[Metin bloğu]
Bizim kadınlarımız

Bizim kadınlarımız

09.03.2024 04:00
Güncellenme:
Takip Et:

Kadınların ömrünün yarısı her şeyden önce insan olduğunu ispat etmeye çalışmakla, geri kalan yarısı da evde, işyerinde, sokakta olağanüstü bir çabayla omuzlarındaki büyük yükleri kırmadan dökmeden taşımakla geçiyor. Milli voleybolcumuz Eda Erdem adına yapılan heykelin açılışında Türkiye Voleybol Federasyonu Başkanı, Eda Erdem denince kaptan gibi kaptan, adam gibi adam” deyiveriyor. Oysa kadınlarımızın, “insan gibi insan” olmak dışında bir niyeti yok! Onlar kadın kalmak istiyorlar, “adam gibi adam” mertebesine “kadın gibi kadın” olarak taşınmak niyetindeler. Bu nedenle yalnızca geçen ay işlenen 36 kadın cinayetine ve 17 şüpheli kadın ölümüne, her şeye rağmen insan olmaya çalışarak ve hukuka güvenmek zorunda kalarak direniyorlar. Bugüne kadar hemen her arenada sonuna kadar direndikleri gibi. Nasıl mı?

[Satırlar]
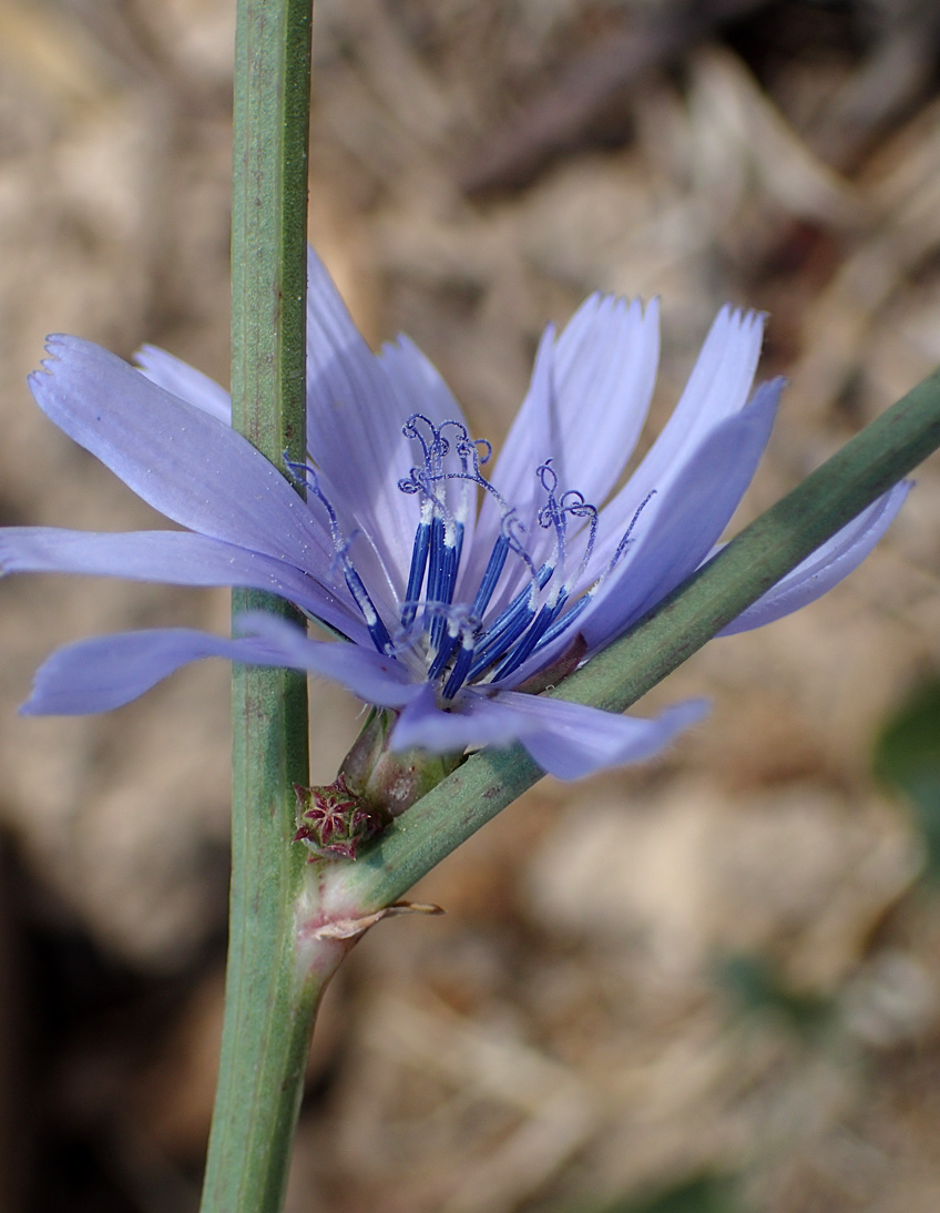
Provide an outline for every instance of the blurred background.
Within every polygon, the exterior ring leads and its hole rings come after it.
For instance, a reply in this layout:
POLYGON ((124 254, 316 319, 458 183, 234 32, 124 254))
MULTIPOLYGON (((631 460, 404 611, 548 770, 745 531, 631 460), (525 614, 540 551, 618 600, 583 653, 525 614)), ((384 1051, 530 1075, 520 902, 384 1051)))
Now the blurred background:
MULTIPOLYGON (((596 287, 662 297, 654 428, 718 307, 769 313, 791 386, 739 522, 940 361, 932 0, 315 7, 312 239, 478 435, 596 287)), ((5 524, 156 522, 33 405, 46 332, 227 382, 233 11, 0 0, 5 524)), ((940 711, 910 696, 938 573, 933 462, 848 583, 645 705, 705 693, 706 723, 543 781, 423 882, 445 918, 371 933, 323 1012, 290 1213, 935 1213, 940 711)), ((0 586, 2 1211, 196 1208, 228 670, 106 717, 15 707, 61 643, 227 617, 221 591, 0 586)), ((314 780, 355 729, 318 684, 314 780)))

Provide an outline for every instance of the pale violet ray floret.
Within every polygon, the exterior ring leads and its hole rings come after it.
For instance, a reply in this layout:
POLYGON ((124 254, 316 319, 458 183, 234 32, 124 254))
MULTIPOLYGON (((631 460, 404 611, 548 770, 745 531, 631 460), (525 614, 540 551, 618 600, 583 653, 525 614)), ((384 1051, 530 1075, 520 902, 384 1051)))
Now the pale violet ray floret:
POLYGON ((141 346, 133 360, 158 387, 232 425, 232 397, 215 380, 156 346, 141 346))
MULTIPOLYGON (((717 549, 782 388, 752 393, 762 329, 754 313, 722 309, 672 418, 616 491, 653 394, 655 302, 592 296, 560 335, 547 330, 495 460, 408 338, 371 353, 311 254, 308 456, 295 484, 232 429, 223 389, 172 355, 144 347, 135 370, 50 338, 30 377, 40 406, 186 530, 7 528, 0 570, 267 590, 344 639, 252 615, 233 639, 167 628, 79 640, 38 671, 23 711, 104 711, 220 656, 343 683, 395 713, 397 750, 518 741, 563 779, 648 757, 702 704, 650 721, 528 688, 622 636, 717 549)), ((885 494, 725 632, 831 588, 906 491, 885 494)))

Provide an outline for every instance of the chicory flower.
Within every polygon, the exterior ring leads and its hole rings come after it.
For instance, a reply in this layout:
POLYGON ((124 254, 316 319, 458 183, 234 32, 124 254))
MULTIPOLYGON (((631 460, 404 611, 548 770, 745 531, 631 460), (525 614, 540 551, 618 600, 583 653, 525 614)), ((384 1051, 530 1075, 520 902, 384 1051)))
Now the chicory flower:
MULTIPOLYGON (((129 702, 207 656, 334 678, 395 713, 393 750, 520 741, 574 779, 648 757, 702 713, 656 719, 540 696, 713 553, 751 483, 782 381, 753 393, 763 319, 722 309, 676 411, 617 489, 654 388, 657 306, 594 295, 539 347, 499 459, 405 337, 372 354, 311 255, 308 462, 291 485, 232 429, 227 393, 144 347, 141 369, 78 337, 30 377, 46 415, 184 530, 0 530, 2 573, 267 590, 334 639, 268 615, 81 640, 39 670, 25 713, 129 702), (490 467, 492 468, 490 471, 490 467), (302 485, 306 500, 296 491, 302 485)), ((891 489, 725 632, 817 598, 907 492, 891 489)))

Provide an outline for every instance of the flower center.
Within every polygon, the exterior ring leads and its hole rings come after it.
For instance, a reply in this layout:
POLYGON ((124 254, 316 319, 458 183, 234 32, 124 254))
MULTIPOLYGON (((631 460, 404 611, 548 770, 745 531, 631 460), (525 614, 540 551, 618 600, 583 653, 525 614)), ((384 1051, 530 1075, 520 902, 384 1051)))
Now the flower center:
POLYGON ((545 496, 536 520, 542 531, 551 533, 549 545, 539 531, 526 535, 515 507, 480 471, 490 460, 490 443, 471 438, 460 421, 435 426, 422 414, 409 417, 401 432, 417 445, 421 461, 398 482, 398 488, 420 497, 421 512, 405 596, 399 617, 391 626, 382 620, 353 565, 352 536, 343 535, 315 471, 303 465, 289 466, 302 474, 308 492, 326 512, 336 552, 335 573, 342 573, 376 649, 421 662, 427 678, 438 683, 441 697, 450 700, 467 683, 494 682, 514 673, 572 626, 620 559, 646 502, 634 514, 603 576, 579 597, 579 583, 594 549, 598 511, 576 490, 559 494, 551 459, 535 472, 545 496), (480 490, 484 505, 479 523, 486 517, 490 533, 496 529, 496 537, 475 588, 468 591, 461 586, 462 600, 455 602, 463 539, 468 524, 477 518, 480 490), (497 511, 496 526, 488 509, 497 511), (536 553, 546 547, 548 553, 536 563, 536 553), (506 598, 520 580, 522 588, 501 609, 490 609, 501 583, 506 598))

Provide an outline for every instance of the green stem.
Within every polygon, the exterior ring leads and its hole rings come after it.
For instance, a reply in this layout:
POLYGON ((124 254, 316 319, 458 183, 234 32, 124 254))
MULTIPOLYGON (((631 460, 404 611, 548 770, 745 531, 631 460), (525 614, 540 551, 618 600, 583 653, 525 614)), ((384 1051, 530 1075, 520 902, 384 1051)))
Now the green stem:
MULTIPOLYGON (((312 0, 239 0, 232 194, 233 423, 273 463, 303 462, 312 0)), ((258 592, 233 610, 296 619, 258 592)), ((204 1213, 283 1206, 313 1018, 344 947, 297 958, 304 883, 294 782, 308 780, 306 679, 233 673, 232 906, 204 1213)))
MULTIPOLYGON (((938 448, 940 371, 551 694, 622 712, 938 448)), ((473 754, 354 865, 330 867, 321 912, 365 916, 397 901, 541 775, 519 745, 473 754)))

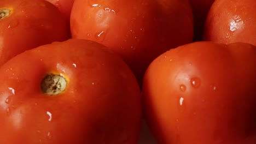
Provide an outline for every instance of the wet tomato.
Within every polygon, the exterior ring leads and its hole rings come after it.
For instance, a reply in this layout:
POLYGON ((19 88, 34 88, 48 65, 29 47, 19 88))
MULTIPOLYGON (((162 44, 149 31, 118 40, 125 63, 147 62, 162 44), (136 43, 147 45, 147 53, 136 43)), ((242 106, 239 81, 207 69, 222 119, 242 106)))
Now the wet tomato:
POLYGON ((155 59, 142 90, 159 143, 256 141, 256 47, 196 42, 155 59))
POLYGON ((0 1, 0 65, 25 50, 69 37, 65 19, 49 2, 0 1))
POLYGON ((208 14, 204 40, 256 45, 256 1, 216 0, 208 14))
POLYGON ((157 56, 192 41, 193 14, 187 0, 77 0, 71 29, 118 53, 141 82, 157 56))
POLYGON ((137 143, 139 87, 103 45, 41 46, 5 63, 0 75, 0 143, 137 143))

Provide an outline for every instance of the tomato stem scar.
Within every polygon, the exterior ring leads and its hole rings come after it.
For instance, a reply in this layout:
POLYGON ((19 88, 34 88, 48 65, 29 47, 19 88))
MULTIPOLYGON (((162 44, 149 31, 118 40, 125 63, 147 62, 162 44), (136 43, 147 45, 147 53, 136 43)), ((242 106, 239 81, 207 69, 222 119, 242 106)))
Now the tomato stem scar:
POLYGON ((10 15, 10 10, 8 9, 0 9, 0 20, 4 19, 10 15))
POLYGON ((67 87, 67 80, 61 75, 49 74, 41 82, 41 90, 47 95, 57 95, 67 87))

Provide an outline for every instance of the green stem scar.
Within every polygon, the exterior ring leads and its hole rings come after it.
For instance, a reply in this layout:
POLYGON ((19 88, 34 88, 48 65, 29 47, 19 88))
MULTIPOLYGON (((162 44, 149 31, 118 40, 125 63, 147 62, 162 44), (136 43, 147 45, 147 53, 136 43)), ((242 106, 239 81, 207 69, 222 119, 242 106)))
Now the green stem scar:
POLYGON ((67 80, 62 75, 49 74, 41 82, 41 90, 44 94, 55 95, 65 91, 67 80))
POLYGON ((10 14, 10 10, 8 9, 0 9, 0 20, 8 16, 10 14))

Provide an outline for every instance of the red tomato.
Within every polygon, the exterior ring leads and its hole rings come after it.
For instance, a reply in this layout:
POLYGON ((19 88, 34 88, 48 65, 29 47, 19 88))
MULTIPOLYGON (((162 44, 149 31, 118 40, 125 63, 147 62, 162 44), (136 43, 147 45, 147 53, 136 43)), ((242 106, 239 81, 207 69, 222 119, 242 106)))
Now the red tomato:
POLYGON ((0 143, 137 143, 140 89, 121 58, 71 39, 0 69, 0 143))
POLYGON ((255 56, 248 44, 204 41, 155 59, 142 93, 159 143, 255 143, 255 56))
POLYGON ((194 41, 202 40, 203 27, 209 9, 215 0, 189 0, 194 17, 194 41))
POLYGON ((256 45, 256 1, 216 0, 207 16, 204 39, 256 45))
POLYGON ((65 19, 51 3, 0 1, 0 65, 25 50, 70 37, 65 19))
POLYGON ((187 0, 77 0, 71 29, 118 53, 141 81, 157 56, 192 41, 193 21, 187 0))
POLYGON ((74 0, 46 0, 58 8, 59 10, 68 20, 70 19, 70 14, 74 0))

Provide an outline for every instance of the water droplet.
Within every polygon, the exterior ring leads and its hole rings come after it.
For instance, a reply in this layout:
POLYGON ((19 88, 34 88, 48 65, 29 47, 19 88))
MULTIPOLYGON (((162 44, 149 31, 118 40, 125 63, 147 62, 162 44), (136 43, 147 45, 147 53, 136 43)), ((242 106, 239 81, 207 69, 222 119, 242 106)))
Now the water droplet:
POLYGON ((179 89, 182 92, 185 92, 186 91, 186 86, 184 85, 179 85, 179 89))
POLYGON ((182 112, 186 108, 185 103, 184 101, 184 99, 183 97, 179 97, 178 99, 178 109, 181 112, 182 112))
POLYGON ((104 31, 101 31, 100 32, 95 34, 95 38, 100 41, 102 41, 105 39, 106 32, 104 31))
POLYGON ((201 80, 199 77, 195 77, 190 79, 190 83, 192 87, 199 88, 201 85, 201 80))
POLYGON ((51 122, 53 118, 51 113, 49 111, 46 111, 46 114, 49 116, 48 121, 51 122))
POLYGON ((6 98, 5 99, 5 103, 9 104, 11 100, 11 96, 9 96, 8 97, 7 97, 7 98, 6 98))
POLYGON ((181 97, 179 98, 179 105, 182 105, 182 104, 183 104, 183 100, 184 100, 183 98, 181 97))
POLYGON ((238 15, 235 16, 230 23, 230 30, 234 32, 237 29, 243 29, 245 27, 243 21, 238 15))
MULTIPOLYGON (((13 74, 13 75, 14 75, 14 74, 13 74)), ((8 87, 8 88, 10 91, 11 91, 12 94, 15 94, 15 90, 14 89, 14 88, 12 87, 8 87)))
POLYGON ((47 133, 47 138, 49 139, 51 139, 51 138, 53 138, 53 134, 51 131, 48 131, 48 133, 47 133))
POLYGON ((8 28, 13 28, 19 25, 19 21, 17 19, 13 20, 9 23, 8 28))

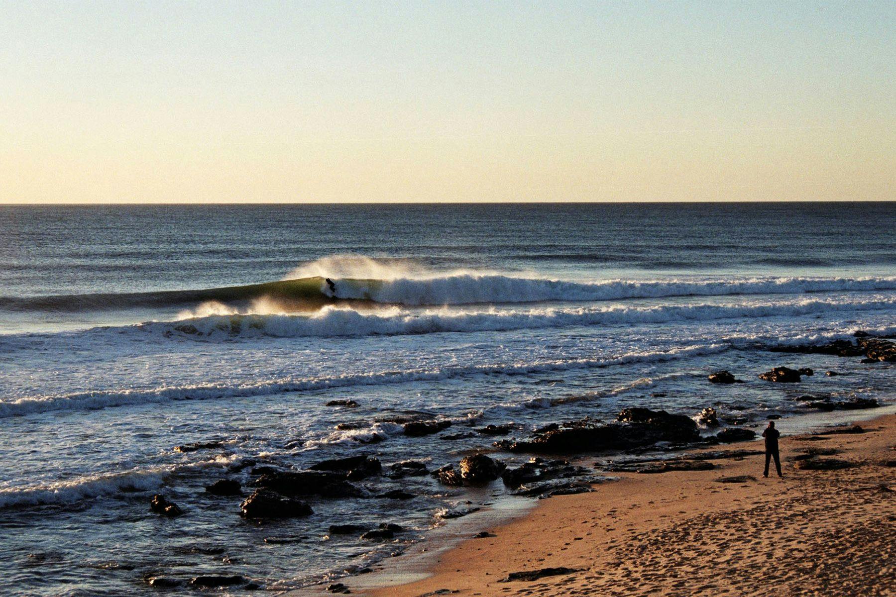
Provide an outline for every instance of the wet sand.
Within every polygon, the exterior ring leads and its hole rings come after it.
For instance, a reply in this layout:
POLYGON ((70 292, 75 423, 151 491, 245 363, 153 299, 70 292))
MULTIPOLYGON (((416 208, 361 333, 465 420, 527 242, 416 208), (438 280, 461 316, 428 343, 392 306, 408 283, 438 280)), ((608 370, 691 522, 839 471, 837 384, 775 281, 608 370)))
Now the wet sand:
POLYGON ((345 584, 383 597, 893 595, 896 415, 860 425, 863 433, 782 437, 783 479, 773 465, 762 478, 762 455, 713 459, 711 471, 617 473, 593 493, 542 500, 521 518, 477 529, 494 536, 437 554, 425 578, 365 588, 378 582, 368 575, 345 584), (834 448, 820 457, 852 465, 796 469, 790 457, 808 448, 834 448), (718 481, 739 475, 754 479, 718 481), (573 571, 503 582, 550 567, 573 571))

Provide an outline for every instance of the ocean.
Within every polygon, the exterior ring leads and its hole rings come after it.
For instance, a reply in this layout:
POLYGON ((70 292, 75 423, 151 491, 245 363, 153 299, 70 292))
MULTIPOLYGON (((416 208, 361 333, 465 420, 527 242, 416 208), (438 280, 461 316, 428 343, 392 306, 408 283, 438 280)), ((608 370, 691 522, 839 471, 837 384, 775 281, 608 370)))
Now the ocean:
POLYGON ((528 456, 493 441, 626 406, 780 416, 786 434, 808 395, 892 403, 890 364, 769 349, 896 331, 894 229, 896 203, 0 206, 0 587, 297 588, 482 501, 379 475, 259 524, 239 515, 251 488, 203 489, 254 466, 434 470, 480 449, 513 465, 528 456), (816 374, 757 379, 777 365, 816 374), (717 370, 745 382, 708 383, 717 370), (411 437, 412 421, 445 427, 411 437), (184 515, 151 512, 156 493, 184 515), (381 523, 406 531, 328 532, 381 523))

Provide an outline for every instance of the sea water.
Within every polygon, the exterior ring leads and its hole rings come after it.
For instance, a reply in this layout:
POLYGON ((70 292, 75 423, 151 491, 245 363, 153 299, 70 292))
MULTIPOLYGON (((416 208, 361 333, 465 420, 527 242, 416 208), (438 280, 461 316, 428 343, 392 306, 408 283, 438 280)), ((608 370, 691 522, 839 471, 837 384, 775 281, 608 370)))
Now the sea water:
POLYGON ((258 524, 203 490, 246 482, 249 461, 435 469, 492 449, 488 424, 525 438, 630 405, 712 405, 747 427, 781 415, 787 433, 806 395, 892 401, 891 365, 769 348, 896 331, 894 224, 893 203, 0 207, 0 586, 300 587, 483 499, 372 477, 363 498, 258 524), (776 365, 846 375, 756 378, 776 365), (709 384, 719 369, 745 383, 709 384), (451 427, 407 437, 409 420, 451 427), (394 489, 416 497, 376 497, 394 489), (155 493, 184 516, 151 513, 155 493), (384 522, 409 530, 327 532, 384 522))

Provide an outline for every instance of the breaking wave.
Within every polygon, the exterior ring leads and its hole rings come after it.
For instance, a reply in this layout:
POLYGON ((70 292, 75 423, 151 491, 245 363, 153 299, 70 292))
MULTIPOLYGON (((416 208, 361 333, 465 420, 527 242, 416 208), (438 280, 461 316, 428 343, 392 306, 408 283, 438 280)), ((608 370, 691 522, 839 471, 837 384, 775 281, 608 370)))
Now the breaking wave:
POLYGON ((207 315, 177 322, 148 322, 140 328, 165 335, 202 338, 270 336, 361 337, 481 332, 626 323, 670 323, 731 318, 799 316, 844 311, 875 311, 896 306, 896 298, 812 300, 752 304, 683 304, 652 307, 549 308, 415 311, 400 308, 377 311, 329 306, 313 315, 207 315))

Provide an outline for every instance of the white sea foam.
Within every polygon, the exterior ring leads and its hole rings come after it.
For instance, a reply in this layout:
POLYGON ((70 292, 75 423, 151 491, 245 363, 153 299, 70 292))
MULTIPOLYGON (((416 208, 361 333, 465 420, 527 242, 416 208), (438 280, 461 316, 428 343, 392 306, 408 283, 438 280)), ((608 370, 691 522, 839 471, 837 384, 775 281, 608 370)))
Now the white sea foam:
POLYGON ((188 465, 170 465, 134 468, 121 473, 89 474, 45 485, 0 489, 0 508, 41 504, 65 504, 118 493, 122 490, 154 490, 163 486, 173 474, 190 470, 227 466, 238 456, 218 456, 188 465))
POLYGON ((896 277, 573 282, 498 274, 455 273, 427 278, 377 278, 370 282, 335 279, 335 284, 336 294, 340 298, 405 305, 441 305, 894 290, 896 277))
POLYGON ((534 361, 504 364, 447 365, 432 369, 387 371, 332 377, 274 380, 245 385, 206 384, 173 386, 148 389, 122 389, 24 397, 0 403, 0 417, 60 410, 89 410, 107 406, 144 405, 171 400, 202 400, 236 397, 265 396, 280 392, 300 392, 328 388, 375 386, 409 381, 450 380, 470 375, 538 373, 633 362, 659 362, 711 354, 729 348, 728 344, 694 345, 668 351, 627 353, 595 359, 534 361))
POLYGON ((852 300, 801 299, 750 304, 668 304, 653 307, 582 307, 530 310, 409 311, 398 307, 360 311, 326 307, 313 315, 210 315, 183 320, 177 324, 142 324, 151 331, 162 330, 203 338, 235 336, 279 337, 431 334, 481 332, 593 326, 601 324, 670 323, 730 318, 799 316, 844 311, 892 309, 896 298, 874 296, 852 300), (197 333, 199 332, 199 333, 197 333))

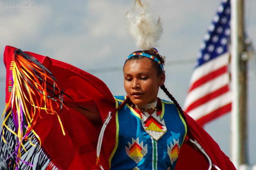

[Yapmanız gerekenler]
#1 Kadınlar üzerine yazıya göre aşağıdaki soruları yanıtlayın.
(a) Kadınların ömrünün yarısı her şeyden önce neyi ispat etmeye çalışmakla geçiyor?
(b) Açılışı yapılan heykel hangi sporcu adına yapılmıştır?
(c) Yalnızca geçen ay kaç kadın cinayeti işlenmiştir?
#2 Kadınlar üzerine yazıdaki "Kadınların ömrünün yarısı" sözlerinden başlayıp "gibi. Nasıl mı?" sözleri de dahil olmak üzere o kısma kadar olan bölümü, "voleybolcumuz" yerine "sporcumuz" koyarak yeniden yazın.
#3 Kadınların her arenadaki direnişini anlatan yazıyı kaldığı yerden sürdürün.

[Beklenen yanıtlar]
#1
(a) İnsan olduklarını.
(b) Milli voleybolcu Eda Erdem adına.
(c) 36.

#2
Kadınların ömrünün yarısı her şeyden önce insan olduğunu ispat etmeye çalışmakla, geri kalan yarısı da evde, işyerinde, sokakta olağanüstü bir çabayla omuzlarındaki büyük yükleri kırmadan dökmeden taşımakla geçiyor. Milli sporcumuz Eda Erdem adına yapılan heykelin açılışında Türkiye Voleybol Federasyonu Başkanı, Eda Erdem denince kaptan gibi kaptan, adam gibi adam” deyiveriyor. Oysa kadınlarımızın, “insan gibi insan” olmak dışında bir niyeti yok! Onlar kadın kalmak istiyorlar, “adam gibi adam” mertebesine “kadın gibi kadın” olarak taşınmak niyetindeler. Bu nedenle yalnızca geçen ay işlenen 36 kadın cinayetine ve 17 şüpheli kadın ölümüne, her şeye rağmen insan olmaya çalışarak ve hukuka güvenmek zorunda kalarak direniyorlar. Bugüne kadar hemen her arenada sonuna kadar direndikleri gibi. Nasıl mı?

#3
*

1912 yılında İstanbul’da dünyaya geldi. Babası Osmanlı Devleti’nin son yıllarında kısa bir süre adliye nazırı olarak görev yapmış bir öğretmendi. İstanbul’un işgal yıllarına rağmen okumak için mücadele verdi. Cumhuriyet ilan edildiğinde ortaokula başladı. Ardından da Çamlıca Kız Lisesi’nde yatılı okudu. Atatürk’e ve onun kadınlara tanıdığı haklara sonuna kadar bağlıydı. Onu uzaktan birkaç kere görmüş ve el sallamıştı. Atatürk de ona. 1939 yılında İstanbul Üniversitesi Fizik Bölümü’ne üstün başarı göstererek kaydoldu. Ancak ailesi okuldan kaydını sildirdi. Üniversiteden bir heyet eve gidip babasını ikna etmek zorunda kaldı. O, ülkemizin ilk kadın fizikçisi Belkıs Antel Özdoğan’dı. Dişiyle tırnağıyla kazandığı eğitim hakkına sonuna kadar sahip çıktı. Daha sonra aynı bölümde Harry Dember’in asistanlığını yaptı; Sorbonne Üniversitesi’nde optik laboratuvarında araştırmacı olarak çalıştı. “Kimyada Fiziksel Metotlar” kitabını kaleme aldı. Belkıs Özdoğan’a ve pek çok kadına Cumhuriyetle birlikte yasal olarak eşitlik sunulmuş ama bu zihniyetlere kazınmamıştı. Onların hayatı üstün bir çalışma azmi ve hak arayışı içinde geçti.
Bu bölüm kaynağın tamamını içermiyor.